■ **Lesetext**
══════════

EuGH stellt klar: Überweisung von einem niederländischen Konto begründet keinen niederländischen Gerichtsstand

Der EuGH hat am 16. Juni 2016 auf eine Vorlagefrage des niederländischen Obersten Gerichtshofs ein weiteres Mal zur Frage des Deliktsgerichtsstands nach Art. 5 Nr. 3 der Brüssel I-Verordnung (jetzt Art. 7 Nr. 2 Brüssel Ia-Verordnung) geurteilt. Er konkretisierte damit seine bisherige Rechtsprechung aus den Fällen Kronhofer (EuGH, Urt. v. 10.06.2004 – Rs C-168/02) und Kolassa (EuGH, Urt. v. 28.01.2015 – Rs C-375/13). Danach ist

„unter Umständen wie denen des Ausgangsverfahrens […] als „Ort, an dem das schädigende Ereignis eingetreten ist“, in Ermangelung anderer Anknüpfungspunkte nicht der Ort in einem Mitgliedstaat [anzusehen], an dem ein Schaden eingetreten ist, wenn dieser Schaden ausschließlich in einem finanziellen Verlust besteht, der sich unmittelbar auf dem Bankkonto des Klägers verwirklicht und der die unmittelbare Folge eines unerlaubten Verhaltens ist, das sich in einem anderen Mitgliedstaat ereignet hat“ (EuGH, Urt. v. 16.6.2016 – C-12/15).


Der Fall

Der Vorlagefrage des anrufenden niederländischen Gerichts lag ein Sachverhalt der Anwaltshaftung zugrunde. Die Universal Music International Holding (Universal) klagte gegen einen tschechischen Rechtsanwalt, der einen Aktienoptionsvertrag fehlerhaft erstellte. Aufgrund dieses Fehlers drohte Universal eine weitaus höhere als beabsichtigte Kaufpreiszahlung an ihre Vertragspartnerin, die tschechische Schallplattengesellschaft B&M. Letztlich verglichen sich die Parteien. Aus diesem Vergleichsvertrag entstand für Universal ein Schaden in Höhe von etwa 2,5 Mio. EUR.

Universal beglich ihre Zahlungsverpflichtung mittels einer Überweisung von ihrem niederländischen Konto. Um den Schaden nun von einem ihrer damaligen Rechtsberatern wiederzuerlangen, rief sie ein niederländisches Gericht an. Universal sah dessen internationale Zuständigkeit gemäß Art. 5 Nr. 3 Brüssel I-VO als gegeben an. Der Ort des schädigenden Ereignisses läge – so die Klägerin – in den Niederlanden, da sie von dort aus die Überweisung tätigte.

══════════

■ **Gesammelte Daten**
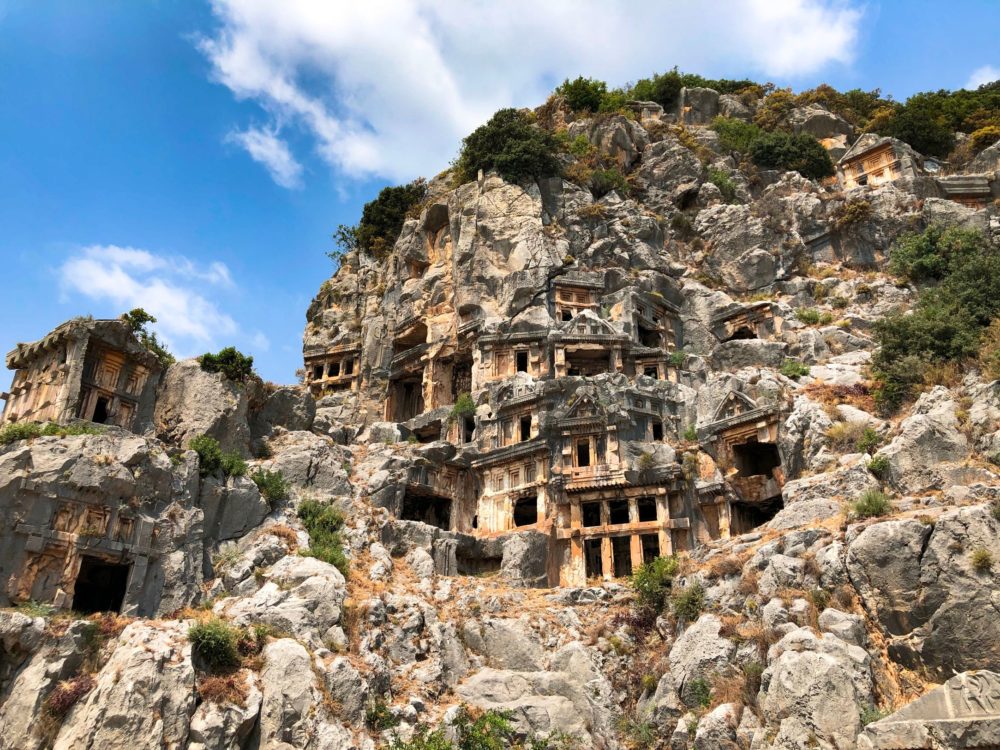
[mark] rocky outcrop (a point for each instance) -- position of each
(191, 402)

══════════

■ **Aufgaben**
1. Beantworte anhand des Lesetexts:
(a) An welchem Tag hat der EuGH in dieser Sache geurteilt?
(b) Aus welchem Land stammte der Rechtsanwalt, der den Aktienoptionsvertrag fehlerhaft erstellte?
(c) Wie hoch war der Schaden, der Universal aus dem Vergleichsvertrag entstand?
2. Gib den Abschnitt des Lesetexts wörtlich aus, beginnend bei „Der Vorlagefrage des“ und endend bei „2,5 Mio. EUR.“.

■ **Lösungen**
1.
(a) Am 16. Juni 2016.
(b) Aus Tschechien.
(c) Etwa 2,5 Mio. EUR.

2.
Der Vorlagefrage des anrufenden niederländischen Gerichts lag ein Sachverhalt der Anwaltshaftung zugrunde. Die Universal Music International Holding (Universal) klagte gegen einen tschechischen Rechtsanwalt, der einen Aktienoptionsvertrag fehlerhaft erstellte. Aufgrund dieses Fehlers drohte Universal eine weitaus höhere als beabsichtigte Kaufpreiszahlung an ihre Vertragspartnerin, die tschechische Schallplattengesellschaft B&M. Letztlich verglichen sich die Parteien. Aus diesem Vergleichsvertrag entstand für Universal ein Schaden in Höhe von etwa 2,5 Mio. EUR.